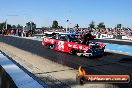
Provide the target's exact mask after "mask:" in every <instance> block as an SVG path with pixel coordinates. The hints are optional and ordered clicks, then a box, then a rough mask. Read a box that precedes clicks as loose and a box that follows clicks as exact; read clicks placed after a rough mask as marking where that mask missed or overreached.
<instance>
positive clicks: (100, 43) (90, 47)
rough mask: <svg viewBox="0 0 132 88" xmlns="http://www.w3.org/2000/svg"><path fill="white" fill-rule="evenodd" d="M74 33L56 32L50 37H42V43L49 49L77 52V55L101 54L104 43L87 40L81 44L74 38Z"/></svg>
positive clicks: (74, 37) (71, 52) (86, 55)
mask: <svg viewBox="0 0 132 88" xmlns="http://www.w3.org/2000/svg"><path fill="white" fill-rule="evenodd" d="M76 36H77V35H75V34H73V35H72V34H56V35H53V36H52V37H44V38H43V39H42V45H44V46H47V47H48V48H50V49H53V50H57V51H60V52H66V53H70V54H77V55H78V56H87V57H89V56H97V55H103V53H104V49H105V45H104V44H101V43H94V42H89V44H82V43H81V41H79V40H78V39H77V38H76Z"/></svg>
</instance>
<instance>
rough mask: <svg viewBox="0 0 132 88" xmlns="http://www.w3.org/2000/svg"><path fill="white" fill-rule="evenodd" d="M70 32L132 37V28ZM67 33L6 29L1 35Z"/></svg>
mask: <svg viewBox="0 0 132 88" xmlns="http://www.w3.org/2000/svg"><path fill="white" fill-rule="evenodd" d="M67 30H68V31H75V32H76V33H80V34H85V33H87V32H88V31H89V30H91V31H92V33H93V34H112V35H126V36H132V29H131V28H121V29H119V28H105V29H95V28H94V29H88V28H74V29H72V30H71V29H67ZM47 31H48V32H66V29H65V28H63V29H52V28H39V29H35V30H26V31H23V29H4V30H0V34H3V35H18V36H21V35H22V34H23V36H26V37H29V36H33V35H34V34H43V33H44V32H47Z"/></svg>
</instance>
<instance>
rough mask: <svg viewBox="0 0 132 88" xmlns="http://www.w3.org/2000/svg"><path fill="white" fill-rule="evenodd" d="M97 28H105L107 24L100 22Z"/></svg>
mask: <svg viewBox="0 0 132 88" xmlns="http://www.w3.org/2000/svg"><path fill="white" fill-rule="evenodd" d="M97 28H99V29H100V28H103V29H104V28H105V25H104V22H100V23H99V24H98V25H97Z"/></svg>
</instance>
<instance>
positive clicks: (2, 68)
mask: <svg viewBox="0 0 132 88" xmlns="http://www.w3.org/2000/svg"><path fill="white" fill-rule="evenodd" d="M45 87H46V88H47V87H48V86H46V85H45V86H42V85H41V84H39V83H38V82H37V81H36V80H35V79H33V78H32V77H31V76H30V75H29V74H27V73H26V72H24V71H23V70H22V69H21V68H19V67H18V66H17V65H16V64H14V63H13V62H12V61H11V60H9V59H8V58H7V57H6V56H4V55H3V54H2V53H1V52H0V88H45Z"/></svg>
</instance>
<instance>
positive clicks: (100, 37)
mask: <svg viewBox="0 0 132 88" xmlns="http://www.w3.org/2000/svg"><path fill="white" fill-rule="evenodd" d="M96 38H99V39H123V40H132V36H125V35H112V34H97V35H96Z"/></svg>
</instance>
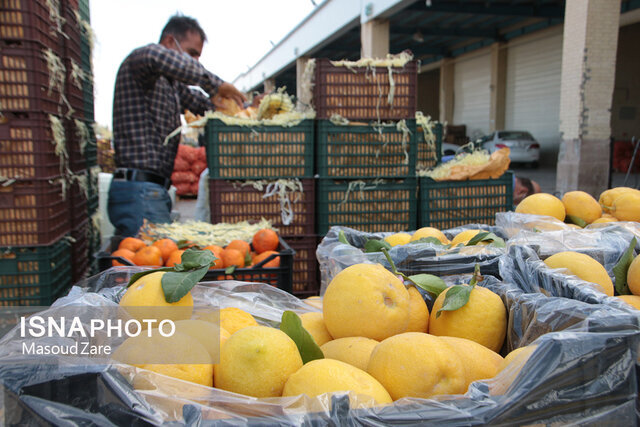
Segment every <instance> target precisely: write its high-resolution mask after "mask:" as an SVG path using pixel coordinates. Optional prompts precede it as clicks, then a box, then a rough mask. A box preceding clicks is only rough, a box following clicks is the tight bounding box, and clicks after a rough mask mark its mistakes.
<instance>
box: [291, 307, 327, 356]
mask: <svg viewBox="0 0 640 427" xmlns="http://www.w3.org/2000/svg"><path fill="white" fill-rule="evenodd" d="M280 330H281V331H282V332H284V333H285V334H287V335H289V338H291V339H292V340H293V342H294V343H296V346H297V347H298V351H299V352H300V357H302V363H303V364H304V363H307V362H311V361H312V360H316V359H324V354H323V353H322V350H321V349H320V347H319V346H318V344H316V341H315V340H314V339H313V337H312V336H311V334H310V333H309V332H308V331H307V330H306V329H305V328H304V327H303V326H302V320H301V319H300V317H299V316H298V315H297V314H296V313H294V312H293V311H288V310H287V311H285V312H284V313H282V320H281V322H280Z"/></svg>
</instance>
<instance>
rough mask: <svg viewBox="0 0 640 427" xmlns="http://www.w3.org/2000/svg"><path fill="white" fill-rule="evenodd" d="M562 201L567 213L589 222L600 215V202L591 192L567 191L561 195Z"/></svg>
mask: <svg viewBox="0 0 640 427" xmlns="http://www.w3.org/2000/svg"><path fill="white" fill-rule="evenodd" d="M562 203H563V204H564V209H565V211H566V213H567V215H572V216H575V217H578V218H580V219H581V220H583V221H584V222H586V223H587V224H591V223H592V222H593V221H595V220H596V219H598V218H600V217H601V216H602V208H601V207H600V203H598V201H597V200H596V199H594V198H593V197H592V196H591V194H589V193H586V192H584V191H569V192H568V193H565V195H564V196H562Z"/></svg>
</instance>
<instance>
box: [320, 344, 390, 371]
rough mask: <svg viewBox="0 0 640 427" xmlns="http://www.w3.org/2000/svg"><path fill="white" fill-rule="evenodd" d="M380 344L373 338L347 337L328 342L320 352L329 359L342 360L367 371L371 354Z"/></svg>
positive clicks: (341, 360)
mask: <svg viewBox="0 0 640 427" xmlns="http://www.w3.org/2000/svg"><path fill="white" fill-rule="evenodd" d="M378 343H379V342H378V341H376V340H372V339H371V338H365V337H346V338H338V339H337V340H332V341H329V342H326V343H324V344H323V345H322V346H320V350H322V353H323V354H324V357H325V358H327V359H335V360H340V361H342V362H344V363H348V364H349V365H352V366H355V367H356V368H359V369H362V370H363V371H366V370H367V366H368V365H369V358H370V357H371V352H372V351H373V349H374V347H375V346H377V345H378Z"/></svg>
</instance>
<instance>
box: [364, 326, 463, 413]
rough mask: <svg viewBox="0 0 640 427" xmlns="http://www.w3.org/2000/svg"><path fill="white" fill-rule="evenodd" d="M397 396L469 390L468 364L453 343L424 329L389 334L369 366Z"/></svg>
mask: <svg viewBox="0 0 640 427" xmlns="http://www.w3.org/2000/svg"><path fill="white" fill-rule="evenodd" d="M367 372H369V373H370V374H371V375H372V376H373V377H374V378H375V379H377V380H378V381H379V382H380V384H382V385H383V386H384V388H385V389H386V390H387V391H388V392H389V394H390V395H391V398H393V400H398V399H400V398H403V397H419V398H425V399H426V398H429V397H431V396H436V395H439V394H459V393H463V392H464V391H465V384H466V377H465V372H464V367H463V365H462V362H461V361H460V358H459V357H458V355H457V354H456V353H455V352H454V351H453V349H452V348H451V346H449V345H448V344H446V343H445V342H444V341H442V340H441V339H440V338H438V337H435V336H433V335H429V334H424V333H422V332H405V333H403V334H398V335H395V336H392V337H389V338H387V339H385V340H384V341H382V342H381V343H380V344H378V345H377V346H376V347H375V348H374V349H373V352H372V353H371V359H370V360H369V367H368V368H367Z"/></svg>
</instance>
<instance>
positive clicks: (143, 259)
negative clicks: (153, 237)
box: [133, 246, 163, 265]
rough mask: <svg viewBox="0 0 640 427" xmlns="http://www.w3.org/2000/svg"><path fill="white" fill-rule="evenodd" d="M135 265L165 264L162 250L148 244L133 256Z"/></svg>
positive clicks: (161, 264)
mask: <svg viewBox="0 0 640 427" xmlns="http://www.w3.org/2000/svg"><path fill="white" fill-rule="evenodd" d="M133 263H134V264H135V265H163V262H162V252H160V249H158V248H157V247H155V246H146V247H144V248H142V249H140V250H139V251H138V252H136V254H135V256H134V257H133Z"/></svg>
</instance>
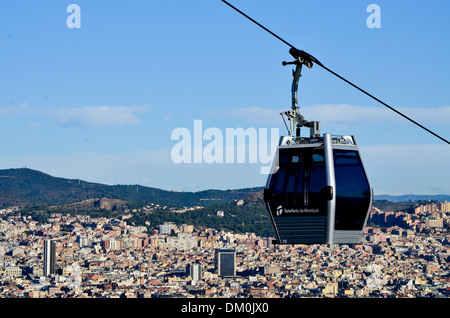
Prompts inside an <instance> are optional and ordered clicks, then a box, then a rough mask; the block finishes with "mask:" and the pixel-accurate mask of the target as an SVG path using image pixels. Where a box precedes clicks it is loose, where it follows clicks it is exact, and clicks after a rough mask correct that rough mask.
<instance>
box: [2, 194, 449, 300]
mask: <svg viewBox="0 0 450 318" xmlns="http://www.w3.org/2000/svg"><path fill="white" fill-rule="evenodd" d="M145 209H146V210H147V211H149V212H151V207H146V208H145ZM0 213H1V214H0V217H1V221H0V297H2V298H167V297H176V298H247V299H249V298H259V299H267V298H448V297H449V295H450V277H449V271H450V267H449V257H450V241H449V234H448V228H449V221H450V219H449V213H450V203H449V202H440V203H430V204H423V205H421V206H419V207H417V208H416V209H415V210H414V212H412V213H407V212H391V211H381V210H379V209H377V208H375V207H373V208H372V210H371V212H370V215H369V220H368V226H366V228H365V230H364V242H363V243H361V244H357V245H335V246H329V245H318V244H317V245H274V244H273V243H272V240H273V238H270V237H258V236H256V235H255V234H253V233H245V234H237V233H230V232H226V231H223V230H217V229H212V228H196V227H194V226H193V225H188V224H182V225H177V224H174V223H170V222H164V223H163V224H160V225H159V226H158V227H156V228H154V229H153V230H152V231H148V228H147V227H146V226H134V225H132V224H128V223H127V220H129V219H130V218H131V215H132V213H133V212H132V211H131V212H130V213H128V214H123V215H121V216H119V217H115V218H105V217H91V216H89V215H71V214H68V213H53V214H52V215H51V218H49V219H48V220H47V222H45V223H42V224H40V223H39V222H38V221H35V220H32V219H31V217H30V216H23V215H21V213H20V208H18V207H11V208H5V209H2V210H0ZM168 213H172V212H168ZM218 213H221V214H223V213H224V212H223V211H218ZM69 225H70V226H69Z"/></svg>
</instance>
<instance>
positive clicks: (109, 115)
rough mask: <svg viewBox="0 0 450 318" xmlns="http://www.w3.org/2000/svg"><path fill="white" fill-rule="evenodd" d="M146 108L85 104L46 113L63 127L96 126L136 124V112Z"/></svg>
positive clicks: (136, 120)
mask: <svg viewBox="0 0 450 318" xmlns="http://www.w3.org/2000/svg"><path fill="white" fill-rule="evenodd" d="M147 110H148V106H85V107H80V108H75V107H72V108H68V107H65V108H58V109H54V110H50V111H48V112H47V114H48V115H51V116H55V117H56V119H57V121H58V124H60V125H61V126H63V127H81V128H98V127H123V126H128V125H136V124H138V123H139V119H138V117H137V116H136V113H138V112H145V111H147Z"/></svg>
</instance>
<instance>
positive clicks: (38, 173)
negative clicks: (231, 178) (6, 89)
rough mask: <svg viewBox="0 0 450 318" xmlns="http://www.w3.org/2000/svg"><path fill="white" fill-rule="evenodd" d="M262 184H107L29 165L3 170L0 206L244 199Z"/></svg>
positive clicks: (171, 204) (174, 201)
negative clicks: (238, 188)
mask: <svg viewBox="0 0 450 318" xmlns="http://www.w3.org/2000/svg"><path fill="white" fill-rule="evenodd" d="M261 190H262V188H245V189H237V190H205V191H199V192H177V191H166V190H161V189H158V188H152V187H146V186H141V185H105V184H100V183H93V182H87V181H83V180H79V179H66V178H61V177H53V176H51V175H48V174H46V173H43V172H40V171H37V170H32V169H29V168H18V169H3V170H0V208H1V207H2V204H3V206H11V205H19V206H29V205H63V204H72V203H76V202H80V201H84V200H89V199H99V198H104V197H105V198H110V199H119V200H124V201H128V202H152V203H155V204H164V205H171V206H195V205H203V206H207V205H212V204H214V203H219V204H220V203H226V202H228V201H230V200H233V199H241V198H244V197H246V196H248V195H250V194H252V193H255V192H258V191H261Z"/></svg>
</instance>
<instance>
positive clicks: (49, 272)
mask: <svg viewBox="0 0 450 318" xmlns="http://www.w3.org/2000/svg"><path fill="white" fill-rule="evenodd" d="M55 271H56V244H55V242H53V241H52V240H45V241H44V276H45V277H47V276H49V275H51V274H55Z"/></svg>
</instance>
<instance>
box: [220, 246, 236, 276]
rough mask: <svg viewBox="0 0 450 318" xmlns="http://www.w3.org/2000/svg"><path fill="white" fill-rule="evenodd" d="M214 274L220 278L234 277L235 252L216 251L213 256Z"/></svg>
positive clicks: (222, 250)
mask: <svg viewBox="0 0 450 318" xmlns="http://www.w3.org/2000/svg"><path fill="white" fill-rule="evenodd" d="M215 266H216V272H217V274H218V275H219V276H221V277H234V276H236V250H235V249H226V248H224V249H217V250H216V254H215Z"/></svg>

-=-=-=-=-

TO DO
Please pull out every line of the material above that contains the string "negative".

TASK ANSWER
negative clicks: (153, 237)
negative clicks: (231, 178) (6, 89)
negative clicks: (238, 188)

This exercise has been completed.